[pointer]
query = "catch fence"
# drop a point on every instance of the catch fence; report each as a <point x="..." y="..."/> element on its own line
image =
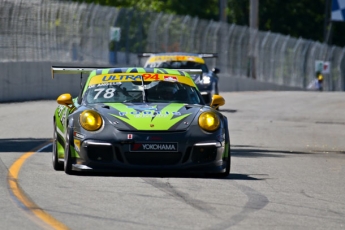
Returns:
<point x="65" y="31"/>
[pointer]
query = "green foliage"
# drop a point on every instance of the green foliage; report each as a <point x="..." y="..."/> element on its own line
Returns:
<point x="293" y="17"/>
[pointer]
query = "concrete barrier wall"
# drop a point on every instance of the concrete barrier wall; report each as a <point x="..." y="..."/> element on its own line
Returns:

= = =

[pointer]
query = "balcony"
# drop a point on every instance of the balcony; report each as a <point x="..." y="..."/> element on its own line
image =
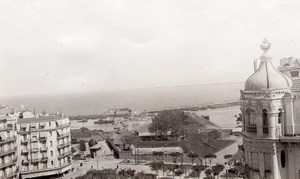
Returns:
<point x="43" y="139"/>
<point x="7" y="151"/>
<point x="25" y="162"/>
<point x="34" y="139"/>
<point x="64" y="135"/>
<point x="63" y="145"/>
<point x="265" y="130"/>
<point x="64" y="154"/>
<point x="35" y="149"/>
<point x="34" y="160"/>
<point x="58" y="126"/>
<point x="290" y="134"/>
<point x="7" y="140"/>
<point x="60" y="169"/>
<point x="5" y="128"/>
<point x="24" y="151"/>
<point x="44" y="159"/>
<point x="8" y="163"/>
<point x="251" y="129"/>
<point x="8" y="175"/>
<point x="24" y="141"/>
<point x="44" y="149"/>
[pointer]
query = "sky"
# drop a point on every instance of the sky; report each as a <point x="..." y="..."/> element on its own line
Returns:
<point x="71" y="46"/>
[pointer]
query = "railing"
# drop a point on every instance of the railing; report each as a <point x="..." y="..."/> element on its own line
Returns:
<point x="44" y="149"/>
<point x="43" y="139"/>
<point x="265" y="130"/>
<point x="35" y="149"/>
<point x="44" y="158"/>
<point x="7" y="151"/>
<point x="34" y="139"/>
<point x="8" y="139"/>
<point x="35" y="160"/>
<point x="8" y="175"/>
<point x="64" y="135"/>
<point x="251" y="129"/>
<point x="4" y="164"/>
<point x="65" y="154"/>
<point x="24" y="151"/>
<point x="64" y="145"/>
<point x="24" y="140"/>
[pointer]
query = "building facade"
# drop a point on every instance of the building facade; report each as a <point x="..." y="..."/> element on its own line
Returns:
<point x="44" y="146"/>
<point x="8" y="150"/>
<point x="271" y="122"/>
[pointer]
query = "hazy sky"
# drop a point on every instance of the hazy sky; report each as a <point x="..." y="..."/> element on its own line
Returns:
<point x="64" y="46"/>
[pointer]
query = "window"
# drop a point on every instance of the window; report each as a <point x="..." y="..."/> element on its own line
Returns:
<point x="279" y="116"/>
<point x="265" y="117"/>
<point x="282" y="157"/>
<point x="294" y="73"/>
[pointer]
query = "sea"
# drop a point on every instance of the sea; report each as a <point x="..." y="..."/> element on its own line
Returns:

= = =

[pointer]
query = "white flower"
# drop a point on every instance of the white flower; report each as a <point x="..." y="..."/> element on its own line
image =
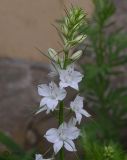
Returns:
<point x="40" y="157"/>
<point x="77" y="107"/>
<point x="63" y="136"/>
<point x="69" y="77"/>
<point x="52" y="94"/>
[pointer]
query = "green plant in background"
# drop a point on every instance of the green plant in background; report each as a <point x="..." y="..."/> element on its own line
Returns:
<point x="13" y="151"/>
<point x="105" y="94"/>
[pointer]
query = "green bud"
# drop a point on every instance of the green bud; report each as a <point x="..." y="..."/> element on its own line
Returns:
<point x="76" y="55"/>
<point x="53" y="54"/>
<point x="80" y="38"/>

= = =

* **EXERCISE DESCRIPTION**
Lines from the entries that contain the word "railing" are what the answer must hold.

* **RESPONSE BOX**
query = "railing"
# drop a point on every instance of the railing; report each as a <point x="..." y="..."/> element on its own line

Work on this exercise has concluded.